Task prompt:
Reproduce exactly the lines from the one containing "In the picture above, where can the stair handrail" through the last line of the records below, both included, and nothing else.

Entries shown:
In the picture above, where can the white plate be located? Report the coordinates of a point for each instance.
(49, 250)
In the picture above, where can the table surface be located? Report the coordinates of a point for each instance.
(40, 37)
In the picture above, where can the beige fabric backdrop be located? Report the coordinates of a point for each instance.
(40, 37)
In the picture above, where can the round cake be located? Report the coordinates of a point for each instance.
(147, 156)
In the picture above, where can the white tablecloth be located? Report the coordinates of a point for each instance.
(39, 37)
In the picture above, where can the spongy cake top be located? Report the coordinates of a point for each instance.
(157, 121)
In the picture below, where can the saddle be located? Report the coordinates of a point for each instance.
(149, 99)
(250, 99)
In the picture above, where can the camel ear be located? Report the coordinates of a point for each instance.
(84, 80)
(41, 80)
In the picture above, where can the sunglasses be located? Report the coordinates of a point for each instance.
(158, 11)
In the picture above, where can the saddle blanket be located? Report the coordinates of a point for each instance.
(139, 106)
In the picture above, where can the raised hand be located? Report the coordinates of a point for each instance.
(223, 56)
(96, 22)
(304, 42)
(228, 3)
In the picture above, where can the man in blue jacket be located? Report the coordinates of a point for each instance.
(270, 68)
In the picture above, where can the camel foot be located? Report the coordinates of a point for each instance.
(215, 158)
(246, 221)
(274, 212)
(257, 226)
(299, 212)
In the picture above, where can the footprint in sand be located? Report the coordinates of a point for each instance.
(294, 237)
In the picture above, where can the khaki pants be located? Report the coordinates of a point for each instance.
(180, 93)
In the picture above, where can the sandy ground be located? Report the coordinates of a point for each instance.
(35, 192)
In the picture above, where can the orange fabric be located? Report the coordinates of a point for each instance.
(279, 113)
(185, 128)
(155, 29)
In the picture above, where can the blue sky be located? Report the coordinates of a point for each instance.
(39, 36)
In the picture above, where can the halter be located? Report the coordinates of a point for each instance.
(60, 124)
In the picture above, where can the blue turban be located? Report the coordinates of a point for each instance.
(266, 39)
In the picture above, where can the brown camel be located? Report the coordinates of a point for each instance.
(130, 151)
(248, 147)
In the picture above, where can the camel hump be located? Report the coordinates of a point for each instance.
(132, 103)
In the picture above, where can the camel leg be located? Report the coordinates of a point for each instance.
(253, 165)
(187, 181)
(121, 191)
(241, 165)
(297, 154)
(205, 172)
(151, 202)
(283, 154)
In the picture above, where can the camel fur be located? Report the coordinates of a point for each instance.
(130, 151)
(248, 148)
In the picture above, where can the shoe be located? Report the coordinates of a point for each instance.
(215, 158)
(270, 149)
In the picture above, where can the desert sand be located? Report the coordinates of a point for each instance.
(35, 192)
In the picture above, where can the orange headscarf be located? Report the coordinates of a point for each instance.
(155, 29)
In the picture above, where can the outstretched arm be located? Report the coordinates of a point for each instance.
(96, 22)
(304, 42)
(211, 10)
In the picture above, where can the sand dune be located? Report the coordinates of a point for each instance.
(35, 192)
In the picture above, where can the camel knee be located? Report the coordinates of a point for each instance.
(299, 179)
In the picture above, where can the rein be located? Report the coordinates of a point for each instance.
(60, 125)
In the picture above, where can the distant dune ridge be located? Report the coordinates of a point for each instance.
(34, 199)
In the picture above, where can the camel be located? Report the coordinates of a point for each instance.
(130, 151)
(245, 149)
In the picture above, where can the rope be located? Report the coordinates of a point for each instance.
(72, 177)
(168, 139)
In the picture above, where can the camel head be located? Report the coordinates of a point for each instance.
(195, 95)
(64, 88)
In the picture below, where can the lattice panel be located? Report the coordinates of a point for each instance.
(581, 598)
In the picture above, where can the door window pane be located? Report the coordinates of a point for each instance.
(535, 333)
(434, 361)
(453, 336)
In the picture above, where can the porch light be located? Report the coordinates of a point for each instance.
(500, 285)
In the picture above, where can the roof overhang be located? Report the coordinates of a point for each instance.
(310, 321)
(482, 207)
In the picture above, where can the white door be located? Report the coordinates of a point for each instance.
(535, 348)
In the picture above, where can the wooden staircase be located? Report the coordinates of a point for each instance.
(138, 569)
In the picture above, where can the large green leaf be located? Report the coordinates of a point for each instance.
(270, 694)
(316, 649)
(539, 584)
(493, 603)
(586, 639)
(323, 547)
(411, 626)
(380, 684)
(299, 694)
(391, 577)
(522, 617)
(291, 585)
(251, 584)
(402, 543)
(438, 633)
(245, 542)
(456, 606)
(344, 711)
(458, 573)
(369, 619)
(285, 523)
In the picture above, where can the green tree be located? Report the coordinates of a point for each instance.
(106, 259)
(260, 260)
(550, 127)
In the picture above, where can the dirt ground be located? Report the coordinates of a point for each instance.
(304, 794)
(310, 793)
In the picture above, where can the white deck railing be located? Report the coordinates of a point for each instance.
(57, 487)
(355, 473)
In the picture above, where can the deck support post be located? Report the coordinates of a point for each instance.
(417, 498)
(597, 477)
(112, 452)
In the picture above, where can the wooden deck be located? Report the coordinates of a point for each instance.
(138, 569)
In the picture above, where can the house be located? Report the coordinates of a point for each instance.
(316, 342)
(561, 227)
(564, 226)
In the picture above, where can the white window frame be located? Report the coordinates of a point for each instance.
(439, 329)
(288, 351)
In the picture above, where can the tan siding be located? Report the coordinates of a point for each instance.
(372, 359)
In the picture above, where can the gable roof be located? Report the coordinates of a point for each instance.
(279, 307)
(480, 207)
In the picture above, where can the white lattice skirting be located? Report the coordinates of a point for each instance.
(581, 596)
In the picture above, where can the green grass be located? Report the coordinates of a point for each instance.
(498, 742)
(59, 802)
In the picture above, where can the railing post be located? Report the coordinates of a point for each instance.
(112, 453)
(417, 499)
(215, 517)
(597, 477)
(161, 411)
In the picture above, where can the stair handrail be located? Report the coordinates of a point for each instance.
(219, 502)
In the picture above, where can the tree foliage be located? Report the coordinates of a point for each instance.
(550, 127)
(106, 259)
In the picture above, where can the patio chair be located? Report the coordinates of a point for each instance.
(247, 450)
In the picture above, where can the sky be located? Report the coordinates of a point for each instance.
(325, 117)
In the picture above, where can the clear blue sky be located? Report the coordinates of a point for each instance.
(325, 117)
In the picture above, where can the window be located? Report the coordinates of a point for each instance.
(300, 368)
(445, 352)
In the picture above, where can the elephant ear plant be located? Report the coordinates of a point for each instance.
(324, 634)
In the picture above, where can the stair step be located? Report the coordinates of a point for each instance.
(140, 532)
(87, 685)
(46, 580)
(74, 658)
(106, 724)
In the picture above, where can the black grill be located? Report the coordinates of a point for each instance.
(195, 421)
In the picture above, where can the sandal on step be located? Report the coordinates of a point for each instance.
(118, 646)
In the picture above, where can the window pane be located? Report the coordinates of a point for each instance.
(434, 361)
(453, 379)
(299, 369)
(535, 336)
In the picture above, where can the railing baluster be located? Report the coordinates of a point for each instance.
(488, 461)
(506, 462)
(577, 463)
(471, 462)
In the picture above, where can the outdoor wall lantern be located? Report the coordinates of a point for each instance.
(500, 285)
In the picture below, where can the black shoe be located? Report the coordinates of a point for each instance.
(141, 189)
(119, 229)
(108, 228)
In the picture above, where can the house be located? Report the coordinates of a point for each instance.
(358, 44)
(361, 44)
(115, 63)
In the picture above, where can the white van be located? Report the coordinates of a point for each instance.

Solved exercise:
In the picture above, where can the stair handrail be located? Report the coordinates of a point for each instance.
(219, 502)
In the picture above, where can the tree foliage be located? Report the coordinates of a point for each instance.
(550, 127)
(106, 259)
In the picture above, where can the patio chair be located? Report the coordinates of a point for each instance.
(247, 450)
In the picture above, where can the sky be located? Report the coordinates of a point for each instance.
(325, 117)
In the picture above, where can the clear blue sky be located? Report the coordinates of a point for each instance.
(325, 117)
In the picture above, where can the window be located? Report the coordinates of a point for each instance.
(300, 368)
(445, 352)
In the picture above, where can the elephant ear plant be located? Report the coordinates of a point for each instance.
(324, 634)
In the picture above, where can the stair step be located? Report the coordinates of a point for each instance.
(140, 532)
(87, 685)
(46, 580)
(74, 658)
(106, 724)
In the picture above, where can the black grill be located? Report the coordinates of a point for each instance.
(195, 421)
In the picture above, where can the sandal on step be located? Report the coordinates of a point for each instance.
(118, 646)
In the picture above, where can the window pane be located? Report the coordinates of a point for each instance.
(434, 361)
(453, 379)
(299, 369)
(535, 336)
In the picture above, where can the railing baluster be located? Report the coordinates of a point for each instance.
(488, 461)
(506, 462)
(577, 463)
(471, 462)
In the picture above, where can the outdoor wall lantern be located? Report the coordinates of a point for each instance.
(500, 285)
In the picture below, where can the black shoe be located? Report the coordinates of a point for each instance.
(141, 189)
(119, 229)
(108, 228)
In the picture above, where can the house be located? Report the coordinates of a point for each instance.
(358, 44)
(361, 44)
(115, 63)
In the picture above, where can the white van be located? Report the coordinates of a point for each instance.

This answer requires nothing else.